• [QUOTED PASSAGE]
"""

# Portfolio 3: Predicting the Genre of Books from Summaries

We'll use a set of book summaries from the [CMU Book Summaries Corpus](http://www.cs.cmu.edu/~dbamman/booksummaries.html) in this experiment.  This contains a large number of summaries (16,559) and includes meta-data about the genre of the books taken from Freebase.  Each book can have more than one genre and there are 227 genres listed in total.  To simplify the problem of genre prediction we will select a small number of target genres that occur frequently in the collection and select the books with these genre labels.  This will give us one genre label per book. 

Our goal in this portfolio is to take this data and build a predictive model to classify the books into one of the five target genres.  We will need to extract suitable features from the texts and select a suitable model to classify them. We will build at least one model but We could build two and compare the results.

## Data Preparation

The first task is to read the data. It is made available in tab-separated format but has no column headings. We can use `read_csv` to read this but we need to set the separator to `\t` (tab) and supply the column names.  The names come from the [ReadMe](data/booksummaries/README.txt) file.

In [1]:
import pandas as pd
import numpy as np
import nltk
import re
from tqdm import tqdm
import matplotlib.pyplot as plt
%matplotlib inline
names = ['wid', 'fid', 'title', 'author', 'date', 'genres', 'summary']
books = pd.read_csv("data/booksummaries/booksummaries.txt", sep="\t", header=None, names=names, keep_default_na=False)
books.head()

Unnamed: 0,wid,fid,title,author,date,genres,summary
0,620,/m/0hhy,Animal Farm,George Orwell,1945-08-17,"{""/m/016lj8"": ""Roman \u00e0 clef"", ""/m/06nbt"":...","Old Major, the old boar on the Manor Farm, ca..."
1,843,/m/0k36,A Clockwork Orange,Anthony Burgess,1962,"{""/m/06n90"": ""Science Fiction"", ""/m/0l67h"": ""N...","Alex, a teenager living in near-future Englan..."
2,986,/m/0ldx,The Plague,Albert Camus,1947,"{""/m/02m4t"": ""Existentialism"", ""/m/02xlf"": ""Fi...",The text of The Plague is divided into five p...
3,1756,/m/0sww,An Enquiry Concerning Human Understanding,David Hume,,,The argument of the Enquiry proceeds by a ser...
4,2080,/m/0wkt,A Fire Upon the Deep,Vernor Vinge,,"{""/m/03lrw"": ""Hard science fiction"", ""/m/06n90...",The novel posits that space around the Milky ...


We next filter the data so that only our target genre labels are included and we assign each text to just one of the genre labels.  It's possible that one text could be labelled with two of these labels (eg. Science Fiction and Fantasy) but we will just assign one of those here.

"""

• [INFORMATION SUPPLIED]
"""

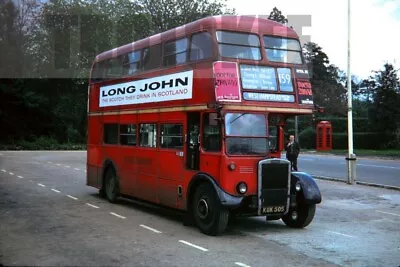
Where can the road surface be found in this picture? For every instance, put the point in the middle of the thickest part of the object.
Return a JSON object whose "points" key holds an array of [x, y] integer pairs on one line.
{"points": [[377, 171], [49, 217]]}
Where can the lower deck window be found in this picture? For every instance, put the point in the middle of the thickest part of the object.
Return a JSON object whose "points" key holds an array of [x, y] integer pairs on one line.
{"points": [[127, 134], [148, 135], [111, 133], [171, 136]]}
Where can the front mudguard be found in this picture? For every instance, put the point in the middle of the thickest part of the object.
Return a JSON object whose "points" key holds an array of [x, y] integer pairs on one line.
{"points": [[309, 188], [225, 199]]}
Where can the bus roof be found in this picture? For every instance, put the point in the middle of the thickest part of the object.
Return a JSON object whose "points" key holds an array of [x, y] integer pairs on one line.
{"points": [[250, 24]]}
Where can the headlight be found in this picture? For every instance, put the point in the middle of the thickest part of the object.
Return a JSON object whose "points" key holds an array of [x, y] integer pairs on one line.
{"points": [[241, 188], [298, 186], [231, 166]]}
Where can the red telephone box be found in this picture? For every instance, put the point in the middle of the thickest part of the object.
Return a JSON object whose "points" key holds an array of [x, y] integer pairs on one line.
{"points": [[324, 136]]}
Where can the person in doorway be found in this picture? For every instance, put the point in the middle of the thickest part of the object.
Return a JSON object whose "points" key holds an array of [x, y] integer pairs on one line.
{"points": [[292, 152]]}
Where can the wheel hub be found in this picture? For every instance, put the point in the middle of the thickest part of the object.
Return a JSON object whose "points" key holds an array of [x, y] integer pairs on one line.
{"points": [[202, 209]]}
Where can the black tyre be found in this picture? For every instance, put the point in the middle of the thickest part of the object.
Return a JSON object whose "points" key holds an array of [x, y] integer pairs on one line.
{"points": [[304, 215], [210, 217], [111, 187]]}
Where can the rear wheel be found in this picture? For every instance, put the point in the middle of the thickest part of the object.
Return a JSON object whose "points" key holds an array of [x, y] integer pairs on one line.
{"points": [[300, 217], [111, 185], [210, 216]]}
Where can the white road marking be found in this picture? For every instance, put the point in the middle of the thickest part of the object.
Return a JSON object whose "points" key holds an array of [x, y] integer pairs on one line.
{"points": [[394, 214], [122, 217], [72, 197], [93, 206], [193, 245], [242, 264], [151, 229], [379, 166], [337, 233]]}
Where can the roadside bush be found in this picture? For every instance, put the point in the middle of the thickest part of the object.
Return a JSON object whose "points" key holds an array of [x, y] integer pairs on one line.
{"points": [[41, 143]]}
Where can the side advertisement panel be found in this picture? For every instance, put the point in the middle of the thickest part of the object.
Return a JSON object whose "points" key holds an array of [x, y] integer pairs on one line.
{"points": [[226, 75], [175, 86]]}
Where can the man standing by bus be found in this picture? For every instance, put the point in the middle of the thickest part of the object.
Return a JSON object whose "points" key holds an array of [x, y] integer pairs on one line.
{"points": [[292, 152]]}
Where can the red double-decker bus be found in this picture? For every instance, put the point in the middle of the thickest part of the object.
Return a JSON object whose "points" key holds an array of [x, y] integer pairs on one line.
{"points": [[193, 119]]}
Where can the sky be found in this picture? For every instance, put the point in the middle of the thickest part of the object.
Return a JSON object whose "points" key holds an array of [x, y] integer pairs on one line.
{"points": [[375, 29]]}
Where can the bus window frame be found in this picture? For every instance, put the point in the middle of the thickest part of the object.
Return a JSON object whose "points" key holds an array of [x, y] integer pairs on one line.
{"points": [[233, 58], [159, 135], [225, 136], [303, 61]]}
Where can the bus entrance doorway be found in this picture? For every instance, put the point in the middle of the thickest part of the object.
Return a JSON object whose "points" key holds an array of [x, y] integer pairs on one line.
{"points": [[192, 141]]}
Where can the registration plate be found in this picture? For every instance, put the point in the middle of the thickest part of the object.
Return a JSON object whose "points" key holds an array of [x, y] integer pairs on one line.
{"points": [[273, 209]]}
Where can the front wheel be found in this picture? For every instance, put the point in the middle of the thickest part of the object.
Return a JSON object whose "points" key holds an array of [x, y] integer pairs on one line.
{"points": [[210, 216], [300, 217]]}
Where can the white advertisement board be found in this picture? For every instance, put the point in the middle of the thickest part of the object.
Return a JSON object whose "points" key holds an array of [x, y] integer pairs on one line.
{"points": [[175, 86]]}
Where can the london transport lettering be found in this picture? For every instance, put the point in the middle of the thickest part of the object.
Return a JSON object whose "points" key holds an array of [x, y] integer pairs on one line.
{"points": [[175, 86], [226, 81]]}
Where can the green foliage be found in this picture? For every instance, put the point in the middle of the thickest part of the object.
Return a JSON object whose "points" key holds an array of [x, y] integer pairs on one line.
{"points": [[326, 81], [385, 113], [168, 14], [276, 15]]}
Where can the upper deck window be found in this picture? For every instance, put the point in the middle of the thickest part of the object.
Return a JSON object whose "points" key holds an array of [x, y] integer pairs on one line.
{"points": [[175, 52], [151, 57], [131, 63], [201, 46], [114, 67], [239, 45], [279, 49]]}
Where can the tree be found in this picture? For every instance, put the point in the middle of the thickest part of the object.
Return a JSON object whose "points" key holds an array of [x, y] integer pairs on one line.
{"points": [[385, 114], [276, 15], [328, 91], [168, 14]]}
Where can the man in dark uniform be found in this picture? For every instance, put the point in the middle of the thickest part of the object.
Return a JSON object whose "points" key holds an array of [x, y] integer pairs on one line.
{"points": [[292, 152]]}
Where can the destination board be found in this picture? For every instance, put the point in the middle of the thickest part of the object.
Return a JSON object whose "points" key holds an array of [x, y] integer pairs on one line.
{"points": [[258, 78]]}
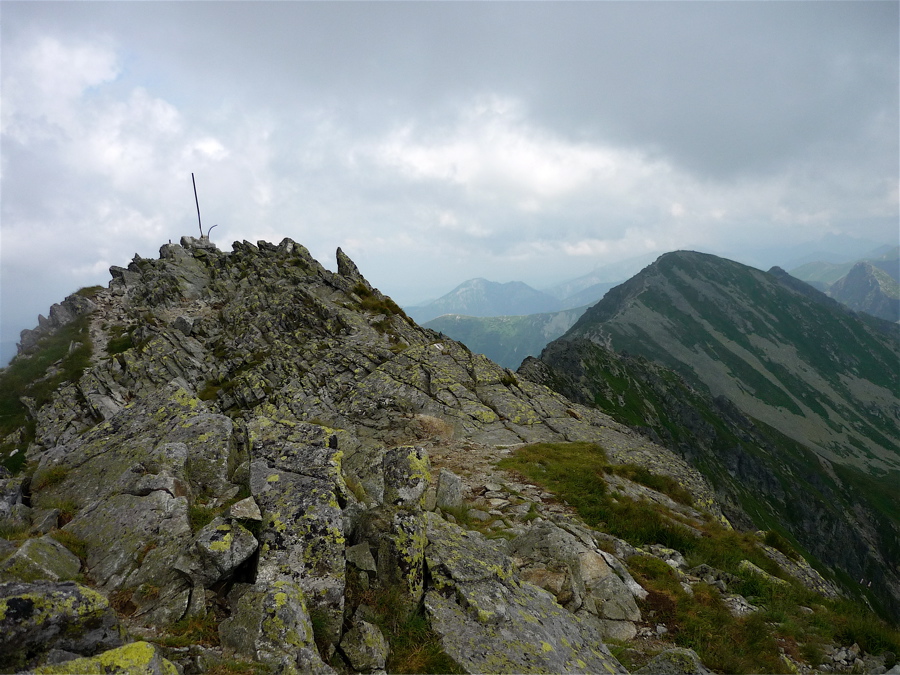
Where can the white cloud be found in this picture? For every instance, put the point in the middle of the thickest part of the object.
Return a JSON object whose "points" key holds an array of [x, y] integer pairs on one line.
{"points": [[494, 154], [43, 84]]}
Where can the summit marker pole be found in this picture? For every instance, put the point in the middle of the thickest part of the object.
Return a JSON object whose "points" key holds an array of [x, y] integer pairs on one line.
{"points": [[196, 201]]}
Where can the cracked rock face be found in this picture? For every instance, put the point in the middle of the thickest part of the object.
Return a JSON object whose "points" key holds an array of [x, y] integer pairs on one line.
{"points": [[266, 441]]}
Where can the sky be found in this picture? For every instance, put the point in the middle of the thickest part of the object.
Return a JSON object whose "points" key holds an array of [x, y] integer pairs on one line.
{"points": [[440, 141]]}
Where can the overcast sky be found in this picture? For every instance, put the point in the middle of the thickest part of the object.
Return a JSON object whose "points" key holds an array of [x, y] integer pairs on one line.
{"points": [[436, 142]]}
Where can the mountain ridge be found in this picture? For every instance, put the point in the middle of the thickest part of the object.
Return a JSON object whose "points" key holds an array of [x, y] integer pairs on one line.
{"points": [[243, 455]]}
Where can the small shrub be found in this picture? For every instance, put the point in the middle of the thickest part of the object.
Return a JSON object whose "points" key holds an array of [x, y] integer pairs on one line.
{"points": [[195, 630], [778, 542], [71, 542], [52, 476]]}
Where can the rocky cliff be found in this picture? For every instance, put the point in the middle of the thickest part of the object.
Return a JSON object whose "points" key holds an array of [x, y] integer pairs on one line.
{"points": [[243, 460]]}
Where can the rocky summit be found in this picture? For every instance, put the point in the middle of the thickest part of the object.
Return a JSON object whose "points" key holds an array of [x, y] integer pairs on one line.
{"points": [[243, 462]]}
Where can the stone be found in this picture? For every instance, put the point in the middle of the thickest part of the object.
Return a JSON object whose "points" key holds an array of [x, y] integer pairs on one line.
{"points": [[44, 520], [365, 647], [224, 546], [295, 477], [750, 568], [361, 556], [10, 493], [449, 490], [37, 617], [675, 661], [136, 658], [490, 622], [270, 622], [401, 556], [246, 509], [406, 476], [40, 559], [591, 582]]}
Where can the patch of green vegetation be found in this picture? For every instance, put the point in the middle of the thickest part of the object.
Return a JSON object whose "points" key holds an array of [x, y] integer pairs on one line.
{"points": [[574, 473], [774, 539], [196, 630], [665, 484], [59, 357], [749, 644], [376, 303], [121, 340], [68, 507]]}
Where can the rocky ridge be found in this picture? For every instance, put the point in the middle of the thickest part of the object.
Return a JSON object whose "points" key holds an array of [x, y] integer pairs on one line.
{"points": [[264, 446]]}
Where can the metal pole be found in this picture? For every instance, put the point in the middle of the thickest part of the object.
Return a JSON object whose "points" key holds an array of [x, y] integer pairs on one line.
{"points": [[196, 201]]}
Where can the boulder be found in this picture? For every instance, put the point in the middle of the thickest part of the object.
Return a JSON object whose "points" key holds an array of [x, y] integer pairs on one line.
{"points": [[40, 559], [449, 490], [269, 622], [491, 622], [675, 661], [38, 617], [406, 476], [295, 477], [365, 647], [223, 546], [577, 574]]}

"""

• [JOB]
Using the genre-prediction text, answer these:
1. How many summaries does the corpus contain?
2. Into how many target genres will the model classify the books?
3. What separator must be set when reading the data with `read_csv`?

• [ANSWER TO THE EXERCISE]
1. 16,559
2. Five
3. `\t` (tab)